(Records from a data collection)
=-=-=-=-=
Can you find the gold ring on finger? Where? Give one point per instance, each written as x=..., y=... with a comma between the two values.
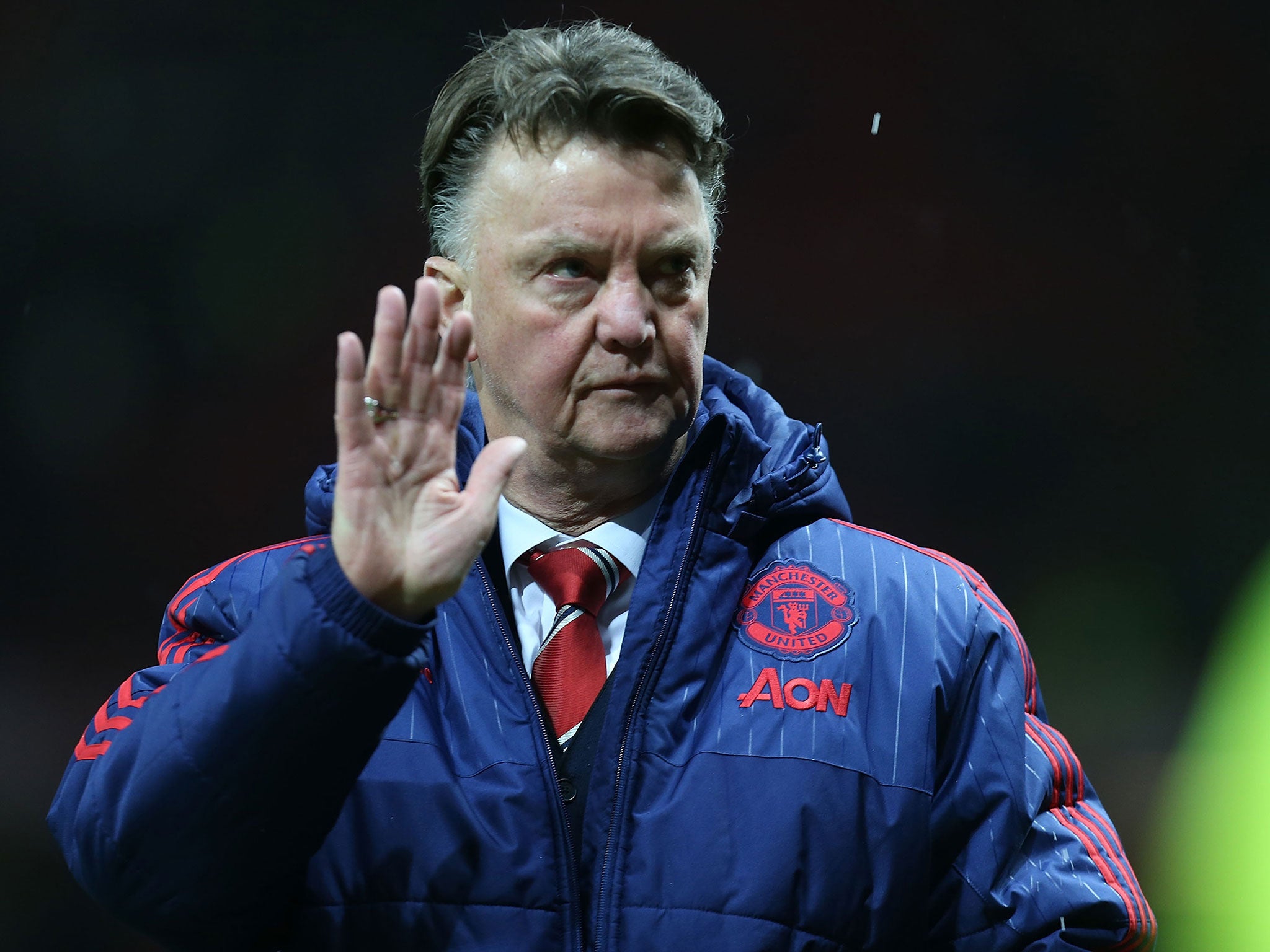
x=378, y=412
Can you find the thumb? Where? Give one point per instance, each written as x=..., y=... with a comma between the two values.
x=492, y=470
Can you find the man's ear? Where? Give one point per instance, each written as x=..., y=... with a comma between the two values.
x=454, y=286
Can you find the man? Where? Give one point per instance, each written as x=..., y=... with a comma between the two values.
x=592, y=656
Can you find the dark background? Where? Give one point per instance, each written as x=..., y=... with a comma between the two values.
x=1030, y=314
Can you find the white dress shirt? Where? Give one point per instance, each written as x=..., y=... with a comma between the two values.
x=624, y=537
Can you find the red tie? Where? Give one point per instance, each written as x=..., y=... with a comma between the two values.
x=569, y=671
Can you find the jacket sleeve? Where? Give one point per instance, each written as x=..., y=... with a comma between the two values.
x=1025, y=856
x=203, y=785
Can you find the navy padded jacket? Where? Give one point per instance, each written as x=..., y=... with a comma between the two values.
x=303, y=771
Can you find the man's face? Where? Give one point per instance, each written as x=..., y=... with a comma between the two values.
x=588, y=296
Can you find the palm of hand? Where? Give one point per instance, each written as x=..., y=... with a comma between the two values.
x=403, y=531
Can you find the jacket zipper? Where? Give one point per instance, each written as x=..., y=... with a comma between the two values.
x=638, y=702
x=571, y=862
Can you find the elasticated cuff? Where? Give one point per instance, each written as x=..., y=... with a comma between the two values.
x=352, y=611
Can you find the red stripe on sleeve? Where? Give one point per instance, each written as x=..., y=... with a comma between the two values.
x=1049, y=754
x=91, y=752
x=982, y=594
x=1104, y=870
x=189, y=596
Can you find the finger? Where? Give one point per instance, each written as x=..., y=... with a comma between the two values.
x=426, y=320
x=450, y=371
x=491, y=472
x=384, y=366
x=353, y=427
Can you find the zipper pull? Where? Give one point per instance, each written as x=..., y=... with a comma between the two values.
x=814, y=455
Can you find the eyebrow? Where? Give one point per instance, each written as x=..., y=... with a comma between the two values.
x=564, y=245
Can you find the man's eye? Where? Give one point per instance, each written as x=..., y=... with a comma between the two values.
x=568, y=268
x=675, y=265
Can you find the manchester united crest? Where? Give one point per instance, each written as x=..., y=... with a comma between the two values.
x=794, y=612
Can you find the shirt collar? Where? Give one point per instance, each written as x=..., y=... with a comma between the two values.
x=624, y=537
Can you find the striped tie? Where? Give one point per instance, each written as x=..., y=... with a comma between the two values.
x=569, y=671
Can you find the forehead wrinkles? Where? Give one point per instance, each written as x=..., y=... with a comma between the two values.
x=572, y=191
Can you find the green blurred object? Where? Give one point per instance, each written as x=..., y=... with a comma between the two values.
x=1212, y=862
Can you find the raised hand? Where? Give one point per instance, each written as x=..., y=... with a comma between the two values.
x=403, y=532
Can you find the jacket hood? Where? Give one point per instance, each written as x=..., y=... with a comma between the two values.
x=776, y=470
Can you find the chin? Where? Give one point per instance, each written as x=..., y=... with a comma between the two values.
x=636, y=442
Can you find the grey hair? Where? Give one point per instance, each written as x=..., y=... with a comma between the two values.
x=592, y=79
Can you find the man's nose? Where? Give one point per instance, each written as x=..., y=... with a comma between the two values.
x=626, y=315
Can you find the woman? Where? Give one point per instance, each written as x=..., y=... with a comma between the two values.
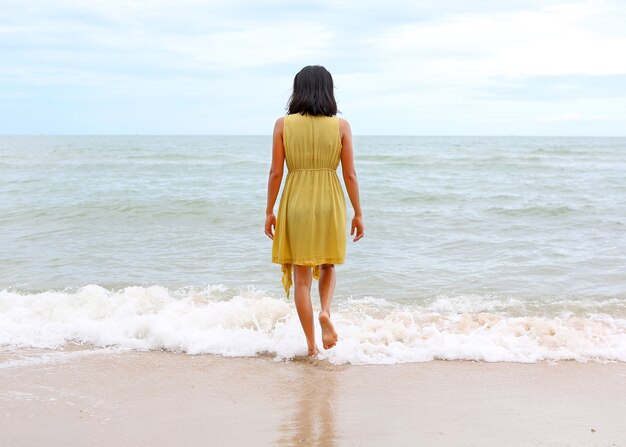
x=310, y=231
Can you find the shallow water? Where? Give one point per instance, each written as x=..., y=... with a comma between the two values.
x=488, y=248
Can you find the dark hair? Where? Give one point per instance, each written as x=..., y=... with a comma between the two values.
x=313, y=93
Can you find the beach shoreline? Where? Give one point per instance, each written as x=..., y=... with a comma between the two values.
x=159, y=398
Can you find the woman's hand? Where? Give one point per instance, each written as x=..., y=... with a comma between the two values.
x=357, y=225
x=270, y=224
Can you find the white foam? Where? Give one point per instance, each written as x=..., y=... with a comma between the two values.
x=371, y=330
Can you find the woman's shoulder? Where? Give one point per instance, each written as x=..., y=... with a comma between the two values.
x=344, y=125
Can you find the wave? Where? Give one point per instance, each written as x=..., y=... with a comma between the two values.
x=249, y=322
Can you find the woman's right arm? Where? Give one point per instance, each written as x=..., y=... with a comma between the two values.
x=275, y=177
x=349, y=178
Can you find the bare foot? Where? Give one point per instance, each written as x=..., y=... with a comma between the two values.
x=329, y=336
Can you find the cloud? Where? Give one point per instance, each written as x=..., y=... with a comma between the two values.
x=400, y=67
x=571, y=116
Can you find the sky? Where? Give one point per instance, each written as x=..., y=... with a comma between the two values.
x=401, y=67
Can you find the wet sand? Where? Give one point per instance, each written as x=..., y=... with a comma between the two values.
x=164, y=399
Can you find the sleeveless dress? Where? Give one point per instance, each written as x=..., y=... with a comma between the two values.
x=311, y=221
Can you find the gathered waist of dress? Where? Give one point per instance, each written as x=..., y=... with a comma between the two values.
x=312, y=169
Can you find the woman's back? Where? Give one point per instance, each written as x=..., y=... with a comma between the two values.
x=311, y=142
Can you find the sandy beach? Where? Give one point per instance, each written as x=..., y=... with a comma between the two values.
x=163, y=398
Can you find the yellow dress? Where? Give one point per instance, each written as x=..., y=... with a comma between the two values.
x=311, y=221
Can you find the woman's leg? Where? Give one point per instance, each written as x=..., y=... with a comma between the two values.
x=327, y=281
x=302, y=291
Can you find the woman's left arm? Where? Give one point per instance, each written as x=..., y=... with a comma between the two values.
x=275, y=177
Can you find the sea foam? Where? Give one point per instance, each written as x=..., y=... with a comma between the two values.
x=249, y=322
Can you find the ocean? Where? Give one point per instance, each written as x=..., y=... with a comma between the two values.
x=476, y=248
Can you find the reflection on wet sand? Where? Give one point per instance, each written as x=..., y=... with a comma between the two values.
x=313, y=421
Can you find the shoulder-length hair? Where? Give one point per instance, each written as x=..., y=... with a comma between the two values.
x=313, y=93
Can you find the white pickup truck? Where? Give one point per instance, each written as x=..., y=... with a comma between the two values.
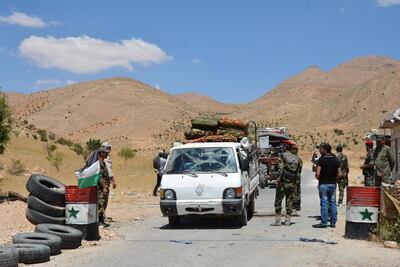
x=209, y=179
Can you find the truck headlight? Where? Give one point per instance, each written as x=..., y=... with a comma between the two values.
x=230, y=193
x=169, y=194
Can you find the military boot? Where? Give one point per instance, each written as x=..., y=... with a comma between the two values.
x=287, y=222
x=277, y=221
=-=-=-=-=
If pictures appear in the data, omit them and copy all other parts exactly.

Can you find the gold ring on finger? Where? Give one point per instance, each written as x=..., y=... with a comma between the two values.
x=378, y=412
Can you find the thumb? Where? Give one point per instance, each written as x=..., y=... with a comma between the two values.
x=492, y=470
Can you find the man's ear? Where? Give one point per instance, each written as x=..., y=... with a comma between the two values.
x=454, y=286
Can you find the man? Where? Give one point per instance, each written as x=..., y=... with a comma between the two values.
x=592, y=656
Can you find the dark background? Where? Give one point per instance, each written as x=..., y=... with a comma between the two values.
x=1030, y=314
Can you find the white dress shirt? Where? Give one point per instance, each written as x=..., y=... with a comma between the two values.
x=624, y=537
Can you find the red tie? Where? Give one point per instance, each written as x=..., y=... with a comma between the two values.
x=569, y=671
Can you find the jacket sleeve? Where? Give one point per instance, each written as x=..., y=... with a comma between the two values.
x=1025, y=856
x=203, y=785
Can you find the navy padded jacket? Where? Give one point per instance, each written as x=..., y=... with a comma between the two values.
x=303, y=771
Can you find the man's face? Where? Give one point per instance, each written as x=..., y=... with a comma between the two values.
x=588, y=296
Can you find the palm of hand? Where? Give one point per instance, each written as x=..., y=... with a comma between the two values.
x=403, y=531
Can you find the jacket zipper? Where? Give one point per instance, each written as x=..., y=... with a comma between the two values.
x=638, y=702
x=571, y=862
Can you find the elasticated cuff? Where? Give one point per instance, each written as x=..., y=... with a comma between the two values.
x=352, y=611
Can you find the red stripe on sleeve? Where? Give one point per instance, each written as x=..., y=... with a comma between the two values.
x=1049, y=754
x=91, y=752
x=982, y=594
x=1104, y=870
x=189, y=596
Can you find the finger? Where? Give one point per instance, each written as x=..., y=... with a comma between the two values.
x=426, y=320
x=450, y=371
x=491, y=472
x=384, y=366
x=353, y=427
Can you find the zipper pull? Where? Give one point per instance, each written as x=..., y=... with a comma between the two values.
x=814, y=455
Can you find the eyebrow? Where? Give one point per instance, each written as x=..., y=... with a comma between the two values.
x=564, y=245
Can you find the man's eye? Where? Give one point per instance, each written as x=..., y=... with a comma between the two values.
x=568, y=268
x=675, y=265
Can you find the manchester united crest? Where? Give one point per instance, each written as x=..., y=... with a comma between the two values.
x=794, y=612
Can you find the shirt collar? Where? Give one point per instance, each written as x=..., y=... with a comma between the two values.
x=624, y=537
Can you find the striped tie? Where? Give one point per instance, each written as x=..., y=... with a comma between the two values.
x=569, y=671
Can you find the forehead wrinkles? Where? Give one point per instance, each written as x=..., y=... with a comma between the two values.
x=572, y=191
Can you find the green blurred object? Where? Give one point per instance, each written as x=..., y=... with a comma between the two values.
x=1212, y=862
Can you find the raised hand? Where? Give one point per instance, each written as x=..., y=... with a comma between the two values.
x=403, y=532
Can you find the jacket hood? Where? Give one point per instance, each written as x=..., y=... with a comma between the two values.
x=776, y=470
Can you find the chin? Where? Give one point per instance, each written as x=..., y=... with a comma between the two values.
x=636, y=442
Can you find the grey hair? Where? Give one point per instance, each written as x=..., y=... with a comma between the two values.
x=592, y=79
Can you find the man's nose? Where? Give one point per instance, each written as x=..., y=... with a comma between the two values.
x=626, y=315
Can you find the woman? Where? Give one point per instance, each written as x=..., y=... with a comma between the two values.
x=310, y=231
Can you find the shallow water? Where? Give one point per instance, each written as x=..., y=... with a comma between the two values.
x=488, y=248
Can you find the dark hair? Where? Give one point per instance, each written as x=..., y=... with a comma between the two values.
x=313, y=93
Can you find the beach shoreline? Where? Give one point per instance, each written as x=..., y=... with a comma between the two values.
x=159, y=398
Can you find the woman's hand? Where? Give one point per instance, each written as x=..., y=... with a comma between the two values.
x=357, y=225
x=270, y=224
Can you find the white foam? Where? Give one point per instance, each written as x=..., y=... with a comma between the two values.
x=371, y=330
Can you find the woman's shoulder? Where? Give one point per instance, each written as x=..., y=... with a comma between the two values.
x=344, y=125
Can you find the wave? Where? Give one point per instance, each written as x=..., y=... with a comma between the two values.
x=249, y=322
Can you find the woman's right arm? Where? Give one point per instance, each written as x=..., y=... with a comma between the two values.
x=275, y=177
x=349, y=178
Can you find the bare foot? Where? Give one point per instance, each written as x=..., y=... with a comma between the two values.
x=329, y=336
Can you find the cloud? Where? Give one point per instance, each written as x=..., y=... with a comma between the two values.
x=400, y=67
x=571, y=116
Can you find the sky? Where? Give one point per instance, each written as x=..., y=... with a comma between the two values.
x=401, y=67
Can you find the wet sand? Where? Give one point per instance, each written as x=..., y=... with a comma between the two values.
x=164, y=399
Can you find the sleeveless dress? Where? Give one point per instance, each written as x=..., y=... with a comma between the two values.
x=311, y=221
Can you find the gathered waist of dress? Where? Give one point per instance, each written as x=..., y=... with a comma between the two values.
x=312, y=169
Can you find the woman's back? Where? Give one point per instance, each written as x=..., y=... with a comma between the two values.
x=311, y=142
Can you find the sandy beach? Where? Give one point per instance, each written as x=..., y=... with a comma between the two values.
x=163, y=398
Can you find the yellow dress? Where? Give one point per instance, each written as x=..., y=... with a comma between the two values.
x=311, y=221
Can you find the woman's leg? Where? Give one point per instance, each written as x=..., y=... with a comma between the two values.
x=327, y=281
x=302, y=291
Can you find the woman's left arm? Where? Give one point per instance, each written as x=..., y=... with a comma between the two values.
x=275, y=177
Can you find the sea foam? Where? Give one point per instance, each written as x=..., y=... with a comma between the two values.
x=249, y=322
Can you find the ocean? Where? Give one point per instance, each written as x=..., y=... with a comma between the two values.
x=476, y=248
Can you find the reflection on wet sand? Where? Give one point per instance, each written as x=..., y=... with a comma between the two values.
x=313, y=421
Can you find the shoulder-length hair? Where? Give one point per instance, each written as x=..., y=... with a comma between the two values.
x=313, y=93
Can you find the white pickup truck? Where? Give one point per instance, each written as x=..., y=... with a comma between the two values.
x=209, y=179
Can you find the truck headlight? Where? Give one point per instance, each written as x=..., y=... with a comma between the two values.
x=230, y=193
x=169, y=194
Can you find the military boot? Where? Give one point per instance, each written as x=..., y=... with a comma between the two values.
x=287, y=222
x=277, y=221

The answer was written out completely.